-------- Entries provided --------

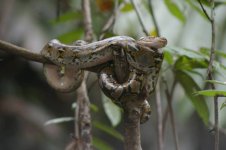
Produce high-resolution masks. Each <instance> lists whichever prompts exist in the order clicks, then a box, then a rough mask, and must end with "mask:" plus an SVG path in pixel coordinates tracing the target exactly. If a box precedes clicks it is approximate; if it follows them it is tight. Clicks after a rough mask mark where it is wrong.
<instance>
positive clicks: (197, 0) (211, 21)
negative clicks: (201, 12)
mask: <svg viewBox="0 0 226 150" xmlns="http://www.w3.org/2000/svg"><path fill="white" fill-rule="evenodd" d="M197 1H198V3H199V5H200V6H201V8H202V11H203V13H204V14H205V15H206V17H207V19H208V20H209V21H210V22H212V19H211V18H210V16H209V15H208V13H207V11H206V9H205V8H204V6H203V4H202V2H201V1H200V0H197Z"/></svg>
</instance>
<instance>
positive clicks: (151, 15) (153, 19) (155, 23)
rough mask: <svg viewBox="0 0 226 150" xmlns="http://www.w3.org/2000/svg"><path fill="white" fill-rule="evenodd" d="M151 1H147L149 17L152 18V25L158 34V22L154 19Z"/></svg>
mask: <svg viewBox="0 0 226 150" xmlns="http://www.w3.org/2000/svg"><path fill="white" fill-rule="evenodd" d="M151 1H152V0H149V1H148V5H149V11H150V14H151V18H152V21H153V23H154V26H155V30H156V33H157V36H160V32H159V27H158V24H157V21H156V18H155V14H154V11H153V8H152V4H151Z"/></svg>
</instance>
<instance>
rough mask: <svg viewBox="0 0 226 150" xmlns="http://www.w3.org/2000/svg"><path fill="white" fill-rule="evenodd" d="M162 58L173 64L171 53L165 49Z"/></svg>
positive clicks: (164, 59) (172, 64)
mask: <svg viewBox="0 0 226 150" xmlns="http://www.w3.org/2000/svg"><path fill="white" fill-rule="evenodd" d="M164 60H166V61H167V63H168V64H170V65H173V63H174V61H173V55H172V54H171V53H169V52H167V51H165V52H164Z"/></svg>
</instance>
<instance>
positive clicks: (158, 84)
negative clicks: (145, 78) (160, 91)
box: [155, 80, 164, 150]
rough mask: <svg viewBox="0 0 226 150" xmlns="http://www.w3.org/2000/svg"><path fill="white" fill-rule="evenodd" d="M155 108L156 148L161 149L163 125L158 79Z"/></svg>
mask: <svg viewBox="0 0 226 150" xmlns="http://www.w3.org/2000/svg"><path fill="white" fill-rule="evenodd" d="M155 95H156V107H157V108H156V109H157V125H158V150H163V146H164V145H163V130H162V129H163V126H162V121H163V120H162V104H161V94H160V80H158V82H157V85H156V89H155Z"/></svg>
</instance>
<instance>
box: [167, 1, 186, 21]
mask: <svg viewBox="0 0 226 150" xmlns="http://www.w3.org/2000/svg"><path fill="white" fill-rule="evenodd" d="M164 2H165V5H166V6H167V8H168V10H169V11H170V12H171V14H172V15H174V16H175V17H176V18H177V19H178V20H180V21H181V22H182V23H185V21H186V18H185V16H184V14H183V12H182V11H181V10H180V8H179V7H178V5H177V4H176V3H175V2H173V1H172V0H164Z"/></svg>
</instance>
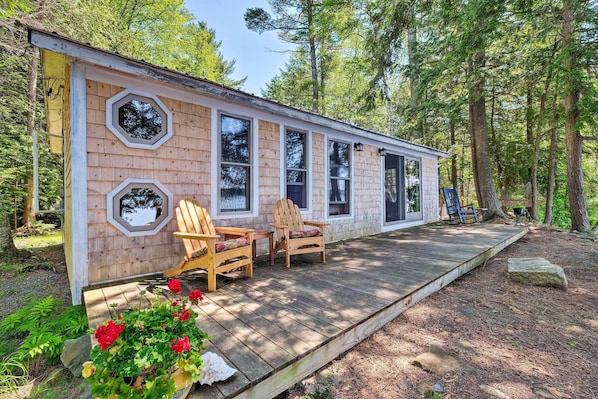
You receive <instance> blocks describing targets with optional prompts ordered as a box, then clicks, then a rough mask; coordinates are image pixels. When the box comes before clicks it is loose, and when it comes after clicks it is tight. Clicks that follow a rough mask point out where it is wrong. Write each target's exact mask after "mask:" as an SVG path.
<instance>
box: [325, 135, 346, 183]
mask: <svg viewBox="0 0 598 399" xmlns="http://www.w3.org/2000/svg"><path fill="white" fill-rule="evenodd" d="M349 150H350V146H349V144H348V143H339V142H337V141H331V142H330V143H329V144H328V156H329V158H330V159H329V166H330V176H331V177H349V170H350V169H349V154H350V152H349Z"/></svg>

--------

* **The problem**
Please set the data above down exactly, with the pictures removed.

* **Response box**
Produce high-resolution masks. Each <instance> lists whichever prompts exist in the order clicks, then a box, then a rough mask, and must end with "mask:" plus an SVG path in pixel coordinates tracing the target exactly. If a box precedes clicks it is approximate; if it follows them it is tight. Clicks after a rough mask mark where it is wrong.
<instance>
positive clicks: (197, 0) (211, 21)
negative clicks: (201, 12)
mask: <svg viewBox="0 0 226 150" xmlns="http://www.w3.org/2000/svg"><path fill="white" fill-rule="evenodd" d="M197 1H198V3H199V5H200V6H201V8H202V11H203V13H204V14H205V15H206V17H207V19H208V20H209V21H210V22H212V19H211V18H210V16H209V15H208V13H207V11H206V9H205V8H204V6H203V4H202V2H201V1H200V0H197Z"/></svg>
</instance>
<instance>
positive clicks: (151, 15) (153, 19) (155, 23)
rough mask: <svg viewBox="0 0 226 150" xmlns="http://www.w3.org/2000/svg"><path fill="white" fill-rule="evenodd" d="M151 1H147L149 17L152 18V25L158 34V22L154 19Z"/></svg>
mask: <svg viewBox="0 0 226 150" xmlns="http://www.w3.org/2000/svg"><path fill="white" fill-rule="evenodd" d="M151 1H152V0H149V1H148V5H149V11H150V14H151V18H152V21H153V23H154V26H155V30H156V33H157V36H160V32H159V27H158V24H157V21H156V18H155V14H154V11H153V8H152V4H151Z"/></svg>
</instance>
<instance>
rough mask: <svg viewBox="0 0 226 150" xmlns="http://www.w3.org/2000/svg"><path fill="white" fill-rule="evenodd" d="M162 58L173 64L171 53L165 49Z"/></svg>
positive clicks: (164, 59) (172, 64)
mask: <svg viewBox="0 0 226 150" xmlns="http://www.w3.org/2000/svg"><path fill="white" fill-rule="evenodd" d="M164 60H166V61H167V63H168V64H170V65H173V63H174V61H173V55H172V54H171V53H169V52H167V51H165V52H164Z"/></svg>
</instance>
<instance>
positive clicks: (158, 84)
negative clicks: (145, 78) (160, 91)
box: [155, 80, 164, 150]
rough mask: <svg viewBox="0 0 226 150" xmlns="http://www.w3.org/2000/svg"><path fill="white" fill-rule="evenodd" d="M155 108L156 148L161 149L163 125L158 79Z"/></svg>
mask: <svg viewBox="0 0 226 150" xmlns="http://www.w3.org/2000/svg"><path fill="white" fill-rule="evenodd" d="M155 95H156V107H157V108H156V109H157V125H158V150H163V146H164V145H163V130H162V129H163V126H162V121H163V120H162V104H161V94H160V80H158V82H157V85H156V89H155Z"/></svg>
</instance>
<instance>
box: [167, 1, 186, 21]
mask: <svg viewBox="0 0 226 150" xmlns="http://www.w3.org/2000/svg"><path fill="white" fill-rule="evenodd" d="M164 2H165V5H166V6H167V8H168V10H169V11H170V12H171V14H172V15H174V16H175V17H176V18H177V19H178V20H180V21H181V22H182V23H185V21H186V18H185V16H184V14H183V12H182V11H181V10H180V8H179V7H178V5H177V4H176V3H175V2H173V1H172V0H164Z"/></svg>
</instance>
You receive <instance> blocks describing targets with optional prompts ordered as a box, then clicks, then a rough mask; coordinates are image pixels. When the box comes before clicks it is loose, and when it comes after clicks it is tight. Clicks that follow a rough mask point out where it is wrong. Write each target's exact mask after "mask:" as an SVG path.
<instance>
box: [325, 135, 346, 183]
mask: <svg viewBox="0 0 598 399" xmlns="http://www.w3.org/2000/svg"><path fill="white" fill-rule="evenodd" d="M349 150H350V146H349V144H348V143H339V142H337V141H331V142H330V143H329V144H328V156H329V158H330V159H329V166H330V176H331V177H349V170H350V169H349V154H350V152H349Z"/></svg>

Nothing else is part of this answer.